▸ Records provided
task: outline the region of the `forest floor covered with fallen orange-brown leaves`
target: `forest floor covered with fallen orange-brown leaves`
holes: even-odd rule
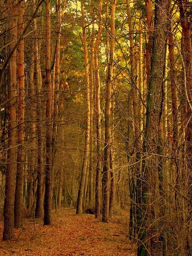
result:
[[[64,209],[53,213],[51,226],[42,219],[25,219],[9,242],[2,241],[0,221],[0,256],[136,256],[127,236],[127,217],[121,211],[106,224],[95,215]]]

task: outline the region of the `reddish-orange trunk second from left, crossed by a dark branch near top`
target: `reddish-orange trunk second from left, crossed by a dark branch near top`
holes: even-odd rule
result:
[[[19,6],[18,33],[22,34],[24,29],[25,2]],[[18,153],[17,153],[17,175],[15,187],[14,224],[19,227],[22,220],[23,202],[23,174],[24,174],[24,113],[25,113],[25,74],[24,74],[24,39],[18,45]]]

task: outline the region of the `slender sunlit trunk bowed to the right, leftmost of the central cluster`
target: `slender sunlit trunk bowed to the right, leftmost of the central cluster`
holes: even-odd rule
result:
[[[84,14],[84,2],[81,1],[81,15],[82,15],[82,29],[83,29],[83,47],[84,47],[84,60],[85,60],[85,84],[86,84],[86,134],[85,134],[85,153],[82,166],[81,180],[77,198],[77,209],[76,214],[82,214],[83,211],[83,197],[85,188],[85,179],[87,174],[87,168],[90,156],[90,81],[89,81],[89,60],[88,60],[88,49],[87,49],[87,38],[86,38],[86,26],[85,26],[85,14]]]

...

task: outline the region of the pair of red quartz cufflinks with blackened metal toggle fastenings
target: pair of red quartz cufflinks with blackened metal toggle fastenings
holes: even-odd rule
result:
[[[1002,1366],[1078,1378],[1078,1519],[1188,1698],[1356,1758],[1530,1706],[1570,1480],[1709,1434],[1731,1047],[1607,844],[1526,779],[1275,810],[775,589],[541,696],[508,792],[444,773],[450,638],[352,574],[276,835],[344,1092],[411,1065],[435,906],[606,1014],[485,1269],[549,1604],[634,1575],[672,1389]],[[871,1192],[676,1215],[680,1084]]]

▸ Problem to solve
Report each line above that includes the string "sunlit".

▸ Solution for this problem
task: outline the region of the `slender sunlit trunk bowed to the right, leftmost of the central cluster`
target: `slender sunlit trunk bowed to the right, leftmost of the central cluster`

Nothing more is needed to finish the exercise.